**EXERCISE SET**
a) List every foundation named in the abortion-denial study summary as a supporter of the study.
b) Copy the abortion-denial study summary from "Abortion denial increases" up to and including "the United States.".

**READING TEXT**

::::::::

From the Journals

Abortion denial increases short-term anxiety, depression

 

Key clinical point: Women do not experience increased levels of anxiety or depression after having an abortion.

Major finding: After 1 week, women denied an abortion reported significantly more anxiety symptoms, lower self-esteem, and lower life satisfaction than did women who received abortions.

Data source: Prospective longitudinal study in 956 women requesting abortions at 30 facilities across the United States.

Disclosures: The study was supported by grants from the Wallace Alexander Gerbode Foundation, the David and Lucile Packard Foundation, the William and Flora Hewlett Foundation, and an anonymous foundation. The researchers reported having no relevant financial disclosures.

::::::::

**AVAILABLE DATA**
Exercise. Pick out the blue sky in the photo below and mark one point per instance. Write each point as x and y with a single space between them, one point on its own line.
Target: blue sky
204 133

::::::::

**SOLVED PROBLEMS**
a)
Wallace Alexander Gerbode Foundation
David and Lucile Packard Foundation
William and Flora Hewlett Foundation

b)
Abortion denial increases short-term anxiety, depression

 

Key clinical point: Women do not experience increased levels of anxiety or depression after having an abortion.

Major finding: After 1 week, women denied an abortion reported significantly more anxiety symptoms, lower self-esteem, and lower life satisfaction than did women who received abortions.

Data source: Prospective longitudinal study in 956 women requesting abortions at 30 facilities across the United States.